Excerpt:
Let's say I have the following table:

entry product quality
1 A 80
2 A 70
3 A 80
4 B 60
5 B 90
6 C 80
7 D 80
8 A 50
9 C 70

I'm looking for a way to find the average "quality" value for a
SEQUENTIAL GROUPING of the same Product. For exmple, I need an
average of Entry 1+2+3 (because this is the first grouping of the same
product type), but NOT want that average to include row 8 (which is
also Product A, but in a different "group".)

I'm sure it can be done (because I can describe it!), but I'll be a
monkey's uncle if I can figure out how. I would imagine it would
involve some sort of running tally that references the next record as
it goes... to see if the product type has changed. Perhaps use of a
temporary table?

Muchas gracias!!
Cy.

Jul 23 '05 #1

Subscribe Reply

3293

David Rawheiser

Easy way ... cursor or loop thru as you stated.

WARNING - THE FOLLOWING IS AN UNTESTED HALF BACKED IDEA -
CONSUME AT YOUR OWN RISK

The set oriented way would require the addition of a grouping column,
initially null and populated via update statements from a temp table

use something like this to generate a set of the grouping transition rows.

-- GENERATED GROUP IDS AND GET MAX ENTRY IN GROUP
select
identity(int,1, 1) as groupid
a.product,
a.entry
into #groupings
from mytable a
join mytable b on a.product != b.product and a.entry = b.entry + 1

-- UPDATES BASE TABLE WITH FOR MAX ENTRY IN GROUP
update a
set groupid = g.groupid
from mytable a
join #grouping g on a.entry = g.entry

-- UPDATES PRIOR ENTRIES IN GROUP
update a
set a.groupid = g.groupid
from mytable a
join #grouping g on a.entry < g.entry
where a.groupid is null

-- QUERY TO RETURN RESULTS YOU ARE LOOKING FOR
select groupid , min( product ) , max( entry ) , min( entry) , sum (
quantity ) , count(*) , avg( quantity)
from mytable
group by groupid

-------------

I am not so sure about the 2nd update here, as I am tired and going to bed
soon. you may also need to join to the grouping temp table on the product
and also put a not exists() in the where clause, but you may be covered by
the simple is null to prevent muliple updates.

Let me know how you make out, and if this points you in a good direction or
throws you off track.
<cy***********@ us.pm.com> wrote in message
news:11******** **************@ c13g2000cwb.goo glegroups.com.. .

Set problem 1:
In the listing, switch "polo shirt" to "polo top" from the line that contains "Tag every instance of the grey" through the last line of the listing, and leave everything else unchanged.
Set problem 2:
Pick up the forum thread on averaging sequential product groups in SQL, and continue it from its last line.
The listing that follows has nothing to do with the SQL forum thread.

Material for the task:
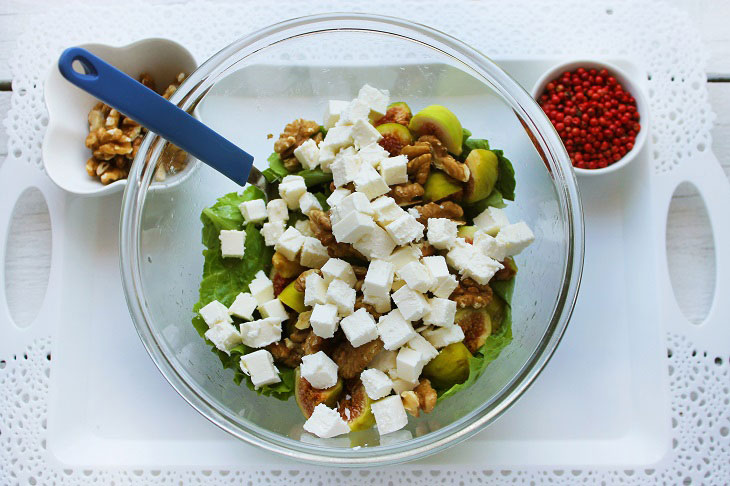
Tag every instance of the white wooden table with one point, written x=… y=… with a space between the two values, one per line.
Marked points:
x=689 y=238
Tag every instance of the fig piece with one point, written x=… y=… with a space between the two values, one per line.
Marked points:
x=354 y=406
x=477 y=326
x=439 y=121
x=483 y=171
x=293 y=298
x=440 y=186
x=449 y=368
x=309 y=397
x=395 y=137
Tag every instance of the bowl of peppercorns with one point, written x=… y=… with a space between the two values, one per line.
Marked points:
x=598 y=111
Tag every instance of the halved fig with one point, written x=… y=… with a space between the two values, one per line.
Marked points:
x=439 y=121
x=309 y=397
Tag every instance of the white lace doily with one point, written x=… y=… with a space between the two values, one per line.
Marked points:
x=666 y=46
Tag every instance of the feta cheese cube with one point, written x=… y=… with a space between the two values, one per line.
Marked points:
x=233 y=243
x=394 y=170
x=340 y=270
x=411 y=304
x=259 y=365
x=291 y=189
x=375 y=98
x=416 y=276
x=441 y=233
x=352 y=227
x=324 y=320
x=377 y=384
x=224 y=336
x=378 y=279
x=214 y=312
x=273 y=231
x=405 y=230
x=326 y=422
x=441 y=312
x=319 y=370
x=332 y=112
x=443 y=336
x=243 y=306
x=389 y=414
x=308 y=154
x=314 y=254
x=307 y=202
x=491 y=220
x=253 y=211
x=341 y=295
x=369 y=182
x=375 y=244
x=257 y=334
x=394 y=330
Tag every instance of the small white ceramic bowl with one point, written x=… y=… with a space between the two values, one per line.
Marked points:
x=629 y=85
x=64 y=151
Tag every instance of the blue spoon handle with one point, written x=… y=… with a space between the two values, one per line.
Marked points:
x=155 y=113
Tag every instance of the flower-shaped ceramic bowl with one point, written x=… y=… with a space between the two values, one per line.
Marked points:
x=64 y=151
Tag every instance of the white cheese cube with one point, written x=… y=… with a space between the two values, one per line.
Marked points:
x=214 y=312
x=375 y=98
x=307 y=202
x=259 y=365
x=340 y=270
x=314 y=253
x=394 y=330
x=291 y=189
x=342 y=295
x=375 y=244
x=290 y=243
x=491 y=220
x=332 y=112
x=243 y=306
x=411 y=304
x=253 y=211
x=379 y=278
x=233 y=243
x=364 y=133
x=352 y=227
x=443 y=336
x=326 y=422
x=272 y=231
x=514 y=238
x=224 y=336
x=441 y=312
x=441 y=233
x=257 y=334
x=324 y=320
x=308 y=154
x=319 y=370
x=369 y=182
x=416 y=276
x=390 y=415
x=405 y=230
x=394 y=170
x=377 y=384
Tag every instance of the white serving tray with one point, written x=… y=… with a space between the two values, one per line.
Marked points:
x=602 y=401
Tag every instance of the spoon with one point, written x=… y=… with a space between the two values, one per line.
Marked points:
x=158 y=115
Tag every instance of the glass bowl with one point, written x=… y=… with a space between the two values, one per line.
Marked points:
x=253 y=88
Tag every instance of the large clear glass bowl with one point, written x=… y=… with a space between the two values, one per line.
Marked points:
x=254 y=87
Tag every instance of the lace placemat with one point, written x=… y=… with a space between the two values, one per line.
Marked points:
x=656 y=37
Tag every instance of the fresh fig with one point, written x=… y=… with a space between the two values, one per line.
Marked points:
x=449 y=368
x=439 y=121
x=354 y=406
x=483 y=171
x=395 y=137
x=309 y=397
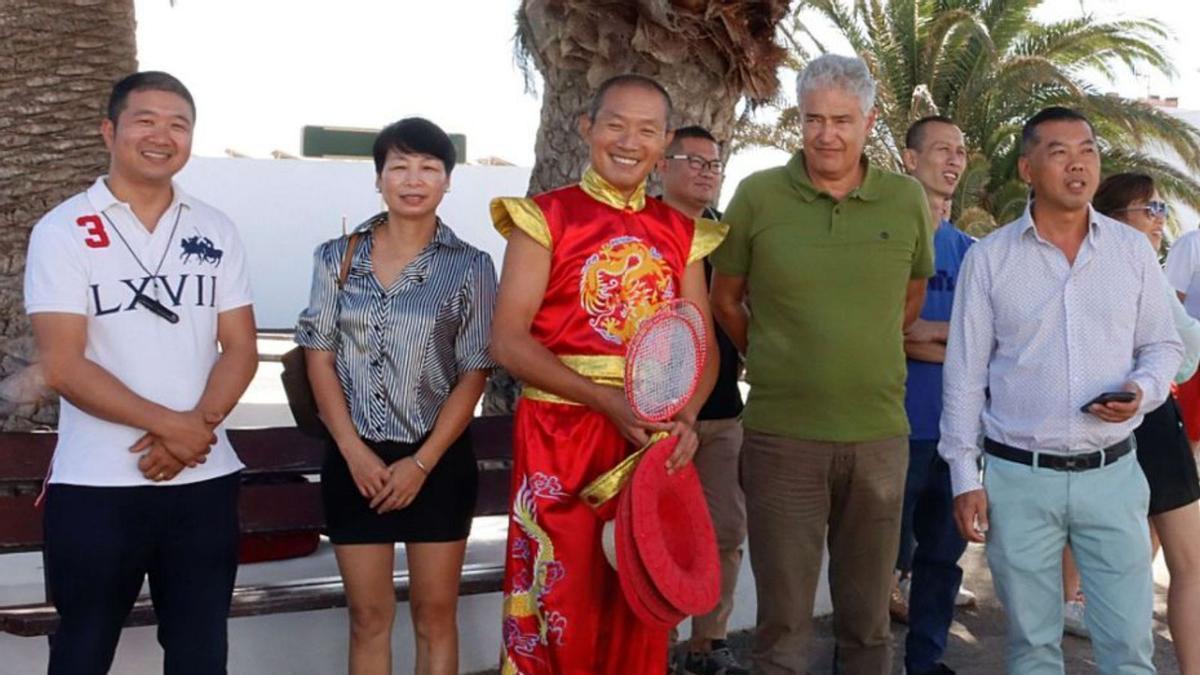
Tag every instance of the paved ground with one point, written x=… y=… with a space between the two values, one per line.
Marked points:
x=977 y=638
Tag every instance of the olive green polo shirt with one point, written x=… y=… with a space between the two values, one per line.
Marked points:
x=827 y=282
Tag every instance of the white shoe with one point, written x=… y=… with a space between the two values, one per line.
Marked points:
x=965 y=598
x=1073 y=620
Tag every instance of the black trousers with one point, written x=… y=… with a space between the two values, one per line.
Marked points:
x=101 y=543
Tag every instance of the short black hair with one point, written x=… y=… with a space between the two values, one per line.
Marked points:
x=415 y=136
x=916 y=135
x=145 y=81
x=1054 y=113
x=628 y=79
x=691 y=131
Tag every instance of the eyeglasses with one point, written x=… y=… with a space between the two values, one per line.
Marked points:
x=699 y=163
x=1152 y=209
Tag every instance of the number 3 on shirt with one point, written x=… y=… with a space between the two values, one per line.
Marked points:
x=99 y=238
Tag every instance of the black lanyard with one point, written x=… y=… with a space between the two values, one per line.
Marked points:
x=151 y=304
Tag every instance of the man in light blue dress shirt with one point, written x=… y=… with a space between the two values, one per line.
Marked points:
x=1050 y=311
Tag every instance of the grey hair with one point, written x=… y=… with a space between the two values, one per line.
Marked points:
x=834 y=71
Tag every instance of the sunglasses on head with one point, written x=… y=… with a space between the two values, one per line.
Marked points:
x=1153 y=209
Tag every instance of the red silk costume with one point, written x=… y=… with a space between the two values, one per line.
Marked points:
x=612 y=262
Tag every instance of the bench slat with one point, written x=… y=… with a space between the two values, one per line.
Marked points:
x=310 y=595
x=24 y=457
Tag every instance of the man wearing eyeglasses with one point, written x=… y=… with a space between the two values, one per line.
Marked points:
x=691 y=178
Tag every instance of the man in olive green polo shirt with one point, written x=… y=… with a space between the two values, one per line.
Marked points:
x=832 y=256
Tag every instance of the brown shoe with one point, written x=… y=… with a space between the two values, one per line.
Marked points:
x=898 y=605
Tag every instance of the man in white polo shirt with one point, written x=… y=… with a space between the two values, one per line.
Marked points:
x=131 y=286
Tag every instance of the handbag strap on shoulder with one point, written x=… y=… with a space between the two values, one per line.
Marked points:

Expected answer 1:
Tag every instance of the grey hair with one point, written x=… y=… with a space between the two values, one per line.
Marked points:
x=834 y=71
Tag every instance of the sunglasses on head with one point, written x=… y=… with a space between the two values, one per line.
Marked points:
x=1153 y=209
Tag every instance of the red silk costume with one point, written x=… y=… with a space between the two values, one per line.
Marked points:
x=612 y=262
Tag every instance of the bench slat with one point, written x=… y=… with a space between the two values, one per line.
Marked points:
x=310 y=595
x=24 y=457
Tag every instance of the man wearing eyeglasses with one point, written x=… y=… with a space between the two values, one per line.
Marked points:
x=691 y=178
Tag every instance of the man in olive green polo top with one point, written x=… y=… with a space between the two values, one per line.
Marked points:
x=832 y=256
Tag every instance of the brown shoe with one point, written x=… y=… with a space between the two values, one per line.
Marked points:
x=898 y=605
Tag every instance of the man in white polo top with one point, written x=… y=… with a space between the two values, one per line.
Marked points:
x=131 y=286
Tag every instance of the handbag strap on shoulder with one point, written x=… y=… with a space between the two values, one per line.
Marked points:

Expected answer 2:
Let's say I have the following table:

entry product quality
1 A 80
2 A 70
3 A 80
4 B 60
5 B 90
6 C 80
7 D 80
8 A 50
9 C 70

I'm looking for a way to find the average "quality" value for a
SEQUENTIAL GROUPING of the same Product. For exmple, I need an
average of Entry 1+2+3 (because this is the first grouping of the same
product type), but NOT want that average to include row 8 (which is
also Product A, but in a different "group".)

I'm sure it can be done (because I can describe it!), but I'll be a
monkey's uncle if I can figure out how. I would imagine it would
involve some sort of running tally that references the next record as
it goes... to see if the product type has changed. Perhaps use of a
temporary table?

Muchas gracias!!
Cy.

Jul 23 '05 #2

John Gilson

<cy***********@ us.pm.com> wrote in message
news:11******** **************@ c13g2000cwb.goo glegroups.com.. .

Let's say I have the following table:

entry product quality
1 A 80
2 A 70
3 A 80
4 B 60
5 B 90
6 C 80
7 D 80
8 A 50
9 C 70

I'm looking for a way to find the average "quality" value for a
SEQUENTIAL GROUPING of the same Product. For exmple, I need an
average of Entry 1+2+3 (because this is the first grouping of the same
product type), but NOT want that average to include row 8 (which is
also Product A, but in a different "group".)

I'm sure it can be done (because I can describe it!), but I'll be a
monkey's uncle if I can figure out how. I would imagine it would
involve some sort of running tally that references the next record as
it goes... to see if the product type has changed. Perhaps use of a
temporary table?

Muchas gracias!!
Cy.

CREATE TABLE ProductEntries
(
product_entry INT NOT NULL PRIMARY KEY,
product_code CHAR(1) NOT NULL,
product_quality INT NOT NULL
)

INSERT INTO ProductEntries (product_entry, product_code, product_quality )
VALUES (1, 'A', 80)
INSERT INTO ProductEntries (product_entry, product_code, product_quality )
VALUES (2, 'A', 70)
INSERT INTO ProductEntries (product_entry, product_code, product_quality )
VALUES (3, 'A', 80)
INSERT INTO ProductEntries (product_entry, product_code, product_quality )
VALUES (4, 'B', 60)
INSERT INTO ProductEntries (product_entry, product_code, product_quality )
VALUES (5, 'B', 90)
INSERT INTO ProductEntries (product_entry, product_code, product_quality )
VALUES (6, 'C', 80)
INSERT INTO ProductEntries (product_entry, product_code, product_quality )
VALUES (7, 'D', 80)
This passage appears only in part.